→ **What the task asks**: Without the pictures, reproduce the records that follow exactly.

→ **Data listing**:
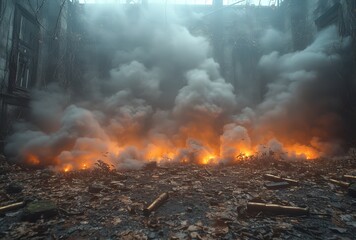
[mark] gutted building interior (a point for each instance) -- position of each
(176, 97)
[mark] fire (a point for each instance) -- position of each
(32, 160)
(208, 159)
(303, 151)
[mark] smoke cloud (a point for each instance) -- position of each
(160, 96)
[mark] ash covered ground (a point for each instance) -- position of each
(205, 202)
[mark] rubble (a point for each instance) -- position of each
(39, 209)
(205, 202)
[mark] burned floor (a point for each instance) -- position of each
(256, 198)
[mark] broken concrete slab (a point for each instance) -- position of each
(36, 210)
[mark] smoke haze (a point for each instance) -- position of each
(163, 98)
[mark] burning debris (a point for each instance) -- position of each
(165, 100)
(197, 202)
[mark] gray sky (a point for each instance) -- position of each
(255, 2)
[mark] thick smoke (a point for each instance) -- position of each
(162, 97)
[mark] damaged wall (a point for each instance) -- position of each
(33, 39)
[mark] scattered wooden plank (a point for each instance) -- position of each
(276, 209)
(155, 204)
(280, 179)
(11, 207)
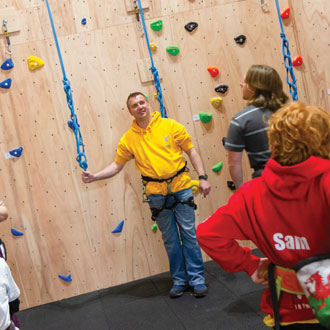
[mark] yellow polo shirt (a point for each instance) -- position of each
(157, 151)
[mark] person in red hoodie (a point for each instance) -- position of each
(285, 212)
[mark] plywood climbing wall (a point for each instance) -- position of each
(66, 224)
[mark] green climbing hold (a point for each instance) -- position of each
(217, 167)
(154, 227)
(173, 50)
(205, 117)
(157, 26)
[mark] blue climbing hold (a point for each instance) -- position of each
(6, 83)
(65, 278)
(16, 232)
(70, 124)
(119, 228)
(16, 152)
(7, 64)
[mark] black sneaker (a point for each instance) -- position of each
(177, 290)
(200, 290)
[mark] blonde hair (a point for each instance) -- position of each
(297, 132)
(268, 87)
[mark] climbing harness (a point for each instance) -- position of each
(9, 50)
(155, 211)
(3, 250)
(153, 69)
(290, 77)
(74, 125)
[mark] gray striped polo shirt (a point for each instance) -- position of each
(248, 130)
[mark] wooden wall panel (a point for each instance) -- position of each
(67, 225)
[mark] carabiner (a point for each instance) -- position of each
(5, 31)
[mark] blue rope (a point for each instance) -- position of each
(74, 125)
(290, 77)
(153, 69)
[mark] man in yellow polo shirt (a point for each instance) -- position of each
(156, 144)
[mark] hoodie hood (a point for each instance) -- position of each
(292, 182)
(155, 118)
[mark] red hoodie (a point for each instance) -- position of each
(286, 213)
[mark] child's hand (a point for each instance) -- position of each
(260, 274)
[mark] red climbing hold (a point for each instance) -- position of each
(297, 61)
(285, 13)
(214, 71)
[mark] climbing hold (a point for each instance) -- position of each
(217, 167)
(231, 185)
(194, 186)
(70, 124)
(14, 153)
(173, 50)
(153, 46)
(285, 13)
(216, 102)
(6, 83)
(34, 62)
(205, 117)
(7, 64)
(154, 227)
(119, 228)
(16, 232)
(157, 26)
(65, 278)
(297, 61)
(214, 71)
(191, 26)
(221, 89)
(240, 39)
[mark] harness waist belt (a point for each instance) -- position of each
(149, 179)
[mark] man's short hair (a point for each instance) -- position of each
(134, 95)
(297, 132)
(268, 87)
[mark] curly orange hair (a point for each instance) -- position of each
(297, 132)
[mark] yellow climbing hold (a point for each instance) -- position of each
(194, 186)
(153, 46)
(34, 62)
(216, 102)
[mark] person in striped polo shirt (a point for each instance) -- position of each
(262, 88)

→ **Result for this task**:
[mark] gutted building interior (a point for each instance) -- position of each
(176, 97)
[mark] fire (a point for each instance) -- position of each
(32, 160)
(208, 159)
(303, 151)
[mark] smoke cloud (a point for each instance) -- position of each
(160, 96)
[mark] ash covered ground (a point for each instance) -- position of each
(205, 202)
[mark] rubble (a point for each instance) -- position of each
(39, 209)
(205, 202)
[mark] burned floor (a point for each instance) -- position of each
(256, 198)
[mark] broken concrete slab (a point for each instance) -- position of each
(36, 210)
[mark] smoke haze (a point for each instance) -- position of each
(163, 98)
[mark] burning debris (a point for each instance) -- position of each
(165, 100)
(197, 202)
[mark] gray sky (a point for each instance) -- position of each
(255, 2)
[mark] thick smoke (a point for each instance) -- position of each
(162, 97)
[mark] damaged wall (a point for each instance) -- position of each
(33, 39)
[mark] scattered wooden plank (a point for each instance) -- position of each
(276, 209)
(155, 204)
(280, 179)
(11, 207)
[mark] yellow polo shirt (a point for each instance) -- position of each
(157, 151)
[mark] person in red hoodie (a point for each instance) -- position of each
(285, 212)
[mark] plywood climbing wall (a point for each instance) -- position of each
(66, 224)
[mark] green climbing hold (a point for each instance) -- position of each
(217, 167)
(154, 227)
(173, 50)
(205, 117)
(157, 26)
[mark] blue climbing hold (a point for each instance) -- position of each
(6, 83)
(65, 278)
(16, 232)
(70, 124)
(119, 228)
(16, 152)
(7, 64)
[mark] black sneaker (a point for each instance) -- position of each
(177, 290)
(200, 290)
[mark] blonde hair (a point for each instance) -- position of each
(297, 132)
(268, 87)
[mark] climbing harness (a point for each instance) -- position of each
(9, 50)
(155, 211)
(3, 250)
(153, 69)
(290, 77)
(74, 125)
[mark] gray striped polo shirt (a point for each instance) -- position of each
(248, 130)
[mark] wooden wall panel (a point for each instance) -- position of each
(67, 225)
[mark] carabiner (a point for each instance) -- position of each
(5, 31)
[mark] blue rope (a point for each instance) -- position of each
(74, 125)
(290, 77)
(153, 69)
[mark] man in yellow polo shirt (a point for each instance) -- position of each
(156, 144)
[mark] hoodie hood (a point for each instance) -- position of each
(292, 182)
(155, 118)
[mark] red hoodie (a point for each instance) -- position of each
(286, 213)
[mark] child's hand (a point for each instance) -- position of each
(260, 274)
[mark] red climbing hold (a point for each instance) -- position of each
(297, 61)
(285, 13)
(214, 71)
[mark] climbing hold (a point for each instance) -- position of each
(217, 167)
(231, 185)
(194, 186)
(70, 124)
(14, 153)
(173, 50)
(153, 46)
(285, 13)
(216, 102)
(6, 83)
(34, 62)
(205, 117)
(7, 64)
(154, 227)
(119, 228)
(16, 232)
(157, 26)
(65, 278)
(297, 61)
(214, 71)
(191, 26)
(221, 89)
(240, 39)
[mark] harness waist belt (a point for each instance) -- position of each
(149, 179)
[mark] man's short hair (a point for each instance) -- position of each
(134, 95)
(297, 132)
(268, 87)
[mark] curly orange hair (a point for each instance) -- position of each
(297, 132)
[mark] yellow climbing hold (a point for each instance) -- position of each
(194, 186)
(153, 46)
(34, 62)
(216, 102)
[mark] person in striped polo shirt (a point for each instance) -- position of each
(262, 88)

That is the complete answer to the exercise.